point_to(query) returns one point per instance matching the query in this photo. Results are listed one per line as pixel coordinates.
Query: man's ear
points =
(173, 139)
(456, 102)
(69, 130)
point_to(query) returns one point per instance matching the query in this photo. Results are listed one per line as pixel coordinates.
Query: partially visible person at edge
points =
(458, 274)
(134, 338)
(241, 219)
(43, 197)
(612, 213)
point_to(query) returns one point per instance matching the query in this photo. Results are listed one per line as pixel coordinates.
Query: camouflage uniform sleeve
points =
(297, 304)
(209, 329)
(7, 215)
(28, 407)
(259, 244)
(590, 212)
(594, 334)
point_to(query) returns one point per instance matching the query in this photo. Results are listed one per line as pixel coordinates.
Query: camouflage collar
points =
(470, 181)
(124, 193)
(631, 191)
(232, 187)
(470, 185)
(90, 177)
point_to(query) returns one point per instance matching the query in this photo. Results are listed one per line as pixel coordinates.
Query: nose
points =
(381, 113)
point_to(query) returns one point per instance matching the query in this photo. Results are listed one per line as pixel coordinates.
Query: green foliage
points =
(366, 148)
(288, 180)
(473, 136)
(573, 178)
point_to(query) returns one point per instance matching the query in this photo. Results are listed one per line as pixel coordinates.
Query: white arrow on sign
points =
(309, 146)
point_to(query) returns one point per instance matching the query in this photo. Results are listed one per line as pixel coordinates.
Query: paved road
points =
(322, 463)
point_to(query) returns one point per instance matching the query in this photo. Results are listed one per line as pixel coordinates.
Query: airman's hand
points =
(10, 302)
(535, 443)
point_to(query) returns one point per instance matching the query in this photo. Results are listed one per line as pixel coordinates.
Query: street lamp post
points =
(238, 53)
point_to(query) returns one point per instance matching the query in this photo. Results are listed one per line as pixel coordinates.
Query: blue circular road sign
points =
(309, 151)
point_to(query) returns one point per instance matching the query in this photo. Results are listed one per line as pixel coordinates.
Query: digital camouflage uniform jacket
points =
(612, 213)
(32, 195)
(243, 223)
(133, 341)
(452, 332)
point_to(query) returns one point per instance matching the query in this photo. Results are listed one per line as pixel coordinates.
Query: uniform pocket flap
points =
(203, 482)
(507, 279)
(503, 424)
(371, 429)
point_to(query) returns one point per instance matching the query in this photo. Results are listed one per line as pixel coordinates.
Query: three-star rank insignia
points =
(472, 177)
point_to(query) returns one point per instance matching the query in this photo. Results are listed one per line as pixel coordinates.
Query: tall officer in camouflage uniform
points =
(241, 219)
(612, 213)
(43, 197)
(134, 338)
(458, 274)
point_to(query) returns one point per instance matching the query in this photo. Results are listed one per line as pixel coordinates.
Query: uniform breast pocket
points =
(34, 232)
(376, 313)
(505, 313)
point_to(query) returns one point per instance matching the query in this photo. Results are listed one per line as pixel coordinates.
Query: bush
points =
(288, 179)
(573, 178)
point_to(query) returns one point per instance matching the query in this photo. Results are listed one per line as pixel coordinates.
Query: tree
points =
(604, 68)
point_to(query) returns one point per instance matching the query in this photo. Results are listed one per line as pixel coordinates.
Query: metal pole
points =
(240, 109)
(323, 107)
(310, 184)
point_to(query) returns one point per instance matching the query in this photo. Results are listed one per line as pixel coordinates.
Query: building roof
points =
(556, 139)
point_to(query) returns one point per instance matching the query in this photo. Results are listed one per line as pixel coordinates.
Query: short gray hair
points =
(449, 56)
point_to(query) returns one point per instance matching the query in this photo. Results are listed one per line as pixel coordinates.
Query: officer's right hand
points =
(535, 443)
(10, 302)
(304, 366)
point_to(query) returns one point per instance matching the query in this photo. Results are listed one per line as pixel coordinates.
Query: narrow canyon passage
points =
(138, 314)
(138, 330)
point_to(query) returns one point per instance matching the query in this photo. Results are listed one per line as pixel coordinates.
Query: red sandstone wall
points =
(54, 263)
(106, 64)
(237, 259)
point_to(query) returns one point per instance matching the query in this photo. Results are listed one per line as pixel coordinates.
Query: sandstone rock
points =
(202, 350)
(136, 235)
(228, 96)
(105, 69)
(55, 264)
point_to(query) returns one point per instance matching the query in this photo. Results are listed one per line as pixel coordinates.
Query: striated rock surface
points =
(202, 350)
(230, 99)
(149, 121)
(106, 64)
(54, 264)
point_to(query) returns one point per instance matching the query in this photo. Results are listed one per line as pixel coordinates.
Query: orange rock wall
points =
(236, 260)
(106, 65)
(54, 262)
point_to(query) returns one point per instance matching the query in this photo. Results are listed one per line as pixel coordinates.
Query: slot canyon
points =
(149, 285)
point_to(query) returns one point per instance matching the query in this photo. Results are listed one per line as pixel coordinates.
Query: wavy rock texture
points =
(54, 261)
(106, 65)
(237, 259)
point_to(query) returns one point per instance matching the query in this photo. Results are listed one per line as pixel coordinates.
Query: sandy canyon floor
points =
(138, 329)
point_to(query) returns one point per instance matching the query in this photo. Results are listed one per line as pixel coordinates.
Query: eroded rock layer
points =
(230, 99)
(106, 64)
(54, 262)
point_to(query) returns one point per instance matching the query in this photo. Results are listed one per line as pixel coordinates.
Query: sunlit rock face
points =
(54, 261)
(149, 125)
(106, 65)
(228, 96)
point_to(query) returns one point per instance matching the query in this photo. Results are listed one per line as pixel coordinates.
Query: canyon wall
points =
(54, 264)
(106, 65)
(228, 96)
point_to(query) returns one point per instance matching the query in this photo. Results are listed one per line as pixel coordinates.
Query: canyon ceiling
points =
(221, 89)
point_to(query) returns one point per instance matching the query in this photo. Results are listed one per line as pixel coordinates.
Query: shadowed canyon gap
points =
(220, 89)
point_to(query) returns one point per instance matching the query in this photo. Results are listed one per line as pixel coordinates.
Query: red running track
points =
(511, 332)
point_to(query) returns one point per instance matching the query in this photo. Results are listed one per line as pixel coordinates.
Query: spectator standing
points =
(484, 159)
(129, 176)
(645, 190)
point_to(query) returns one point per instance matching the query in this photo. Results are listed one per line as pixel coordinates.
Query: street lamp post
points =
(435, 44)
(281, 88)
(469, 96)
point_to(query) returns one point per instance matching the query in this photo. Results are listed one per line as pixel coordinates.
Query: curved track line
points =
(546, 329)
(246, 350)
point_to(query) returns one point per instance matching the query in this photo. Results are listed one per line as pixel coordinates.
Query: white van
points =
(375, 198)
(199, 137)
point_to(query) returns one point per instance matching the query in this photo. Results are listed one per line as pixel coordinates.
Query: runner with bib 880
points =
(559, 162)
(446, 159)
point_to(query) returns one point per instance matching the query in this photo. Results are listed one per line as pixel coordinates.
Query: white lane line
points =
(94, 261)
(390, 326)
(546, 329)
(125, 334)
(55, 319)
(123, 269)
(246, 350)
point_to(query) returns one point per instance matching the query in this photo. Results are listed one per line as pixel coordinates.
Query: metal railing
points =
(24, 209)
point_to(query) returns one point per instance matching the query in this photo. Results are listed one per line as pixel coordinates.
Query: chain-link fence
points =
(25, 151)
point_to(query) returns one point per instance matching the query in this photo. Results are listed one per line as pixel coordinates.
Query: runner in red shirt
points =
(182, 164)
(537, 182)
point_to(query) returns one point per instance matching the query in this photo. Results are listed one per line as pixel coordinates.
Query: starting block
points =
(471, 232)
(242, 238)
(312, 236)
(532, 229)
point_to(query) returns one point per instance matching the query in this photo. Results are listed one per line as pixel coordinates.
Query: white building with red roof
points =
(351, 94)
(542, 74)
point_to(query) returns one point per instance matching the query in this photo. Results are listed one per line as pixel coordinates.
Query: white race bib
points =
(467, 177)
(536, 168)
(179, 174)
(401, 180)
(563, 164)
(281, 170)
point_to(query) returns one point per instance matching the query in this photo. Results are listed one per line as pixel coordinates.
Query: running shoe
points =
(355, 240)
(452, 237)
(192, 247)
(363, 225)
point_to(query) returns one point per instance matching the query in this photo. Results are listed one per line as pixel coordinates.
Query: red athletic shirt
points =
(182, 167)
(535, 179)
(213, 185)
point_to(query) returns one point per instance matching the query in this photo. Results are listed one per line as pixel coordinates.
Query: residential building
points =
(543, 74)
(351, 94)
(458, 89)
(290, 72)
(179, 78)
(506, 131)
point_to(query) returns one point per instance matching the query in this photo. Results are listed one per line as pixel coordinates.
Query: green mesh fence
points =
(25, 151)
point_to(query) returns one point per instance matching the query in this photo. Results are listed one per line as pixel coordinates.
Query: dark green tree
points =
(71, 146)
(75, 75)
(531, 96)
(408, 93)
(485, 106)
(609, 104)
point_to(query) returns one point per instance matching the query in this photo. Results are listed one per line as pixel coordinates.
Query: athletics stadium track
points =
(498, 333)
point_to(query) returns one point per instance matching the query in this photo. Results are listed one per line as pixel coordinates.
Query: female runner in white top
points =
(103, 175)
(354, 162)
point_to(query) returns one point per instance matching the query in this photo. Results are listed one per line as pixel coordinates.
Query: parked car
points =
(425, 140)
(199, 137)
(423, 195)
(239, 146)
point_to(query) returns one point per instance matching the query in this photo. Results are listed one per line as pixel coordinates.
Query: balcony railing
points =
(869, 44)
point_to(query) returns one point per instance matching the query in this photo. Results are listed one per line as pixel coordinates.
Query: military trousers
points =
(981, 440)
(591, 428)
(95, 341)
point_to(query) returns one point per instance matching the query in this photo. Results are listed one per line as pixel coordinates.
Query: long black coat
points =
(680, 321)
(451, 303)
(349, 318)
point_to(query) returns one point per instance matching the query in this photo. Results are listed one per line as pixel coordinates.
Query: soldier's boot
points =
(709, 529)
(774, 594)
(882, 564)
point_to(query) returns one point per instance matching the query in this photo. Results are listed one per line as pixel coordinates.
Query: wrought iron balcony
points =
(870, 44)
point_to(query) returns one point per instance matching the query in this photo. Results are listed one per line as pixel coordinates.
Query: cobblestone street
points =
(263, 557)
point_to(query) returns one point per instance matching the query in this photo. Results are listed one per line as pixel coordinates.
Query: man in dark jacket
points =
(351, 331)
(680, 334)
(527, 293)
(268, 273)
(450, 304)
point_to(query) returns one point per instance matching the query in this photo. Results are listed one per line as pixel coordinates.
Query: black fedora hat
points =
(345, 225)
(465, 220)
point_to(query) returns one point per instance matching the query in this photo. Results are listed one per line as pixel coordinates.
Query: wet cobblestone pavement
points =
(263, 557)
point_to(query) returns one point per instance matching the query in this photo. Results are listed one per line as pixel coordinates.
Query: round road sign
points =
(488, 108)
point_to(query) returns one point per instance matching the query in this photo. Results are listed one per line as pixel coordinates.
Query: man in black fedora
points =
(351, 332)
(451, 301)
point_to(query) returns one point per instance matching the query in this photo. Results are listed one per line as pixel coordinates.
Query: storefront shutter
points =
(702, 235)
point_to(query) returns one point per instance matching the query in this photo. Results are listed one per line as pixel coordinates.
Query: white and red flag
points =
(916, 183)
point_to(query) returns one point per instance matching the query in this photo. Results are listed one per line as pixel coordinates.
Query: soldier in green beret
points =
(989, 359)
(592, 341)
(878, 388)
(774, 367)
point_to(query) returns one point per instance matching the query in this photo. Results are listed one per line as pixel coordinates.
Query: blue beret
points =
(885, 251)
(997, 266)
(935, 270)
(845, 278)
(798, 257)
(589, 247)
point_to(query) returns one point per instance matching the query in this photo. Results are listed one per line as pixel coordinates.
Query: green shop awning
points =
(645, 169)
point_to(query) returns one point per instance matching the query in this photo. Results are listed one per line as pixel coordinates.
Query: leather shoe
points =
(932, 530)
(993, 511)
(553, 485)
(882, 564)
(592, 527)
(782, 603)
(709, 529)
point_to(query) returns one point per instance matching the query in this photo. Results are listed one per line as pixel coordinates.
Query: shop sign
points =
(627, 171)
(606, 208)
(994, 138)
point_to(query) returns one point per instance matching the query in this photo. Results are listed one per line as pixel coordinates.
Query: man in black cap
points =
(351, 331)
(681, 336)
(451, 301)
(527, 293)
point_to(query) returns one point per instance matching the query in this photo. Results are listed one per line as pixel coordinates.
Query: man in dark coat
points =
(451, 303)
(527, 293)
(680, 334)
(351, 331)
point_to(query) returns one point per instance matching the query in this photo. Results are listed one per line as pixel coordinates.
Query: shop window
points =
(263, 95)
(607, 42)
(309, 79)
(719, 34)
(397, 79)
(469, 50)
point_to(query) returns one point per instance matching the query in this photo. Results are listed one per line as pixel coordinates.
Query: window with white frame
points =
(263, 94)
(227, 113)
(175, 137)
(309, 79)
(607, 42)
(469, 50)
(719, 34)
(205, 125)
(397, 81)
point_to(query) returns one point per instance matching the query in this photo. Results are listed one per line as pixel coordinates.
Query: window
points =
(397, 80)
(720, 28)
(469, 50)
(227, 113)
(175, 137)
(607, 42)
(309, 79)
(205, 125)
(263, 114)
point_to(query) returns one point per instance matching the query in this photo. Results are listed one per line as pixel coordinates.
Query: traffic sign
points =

==*==

SET PROBLEM
Count the lines of the records that contain the word "pocket" and give only that number.

RESULT OF THE TASK
2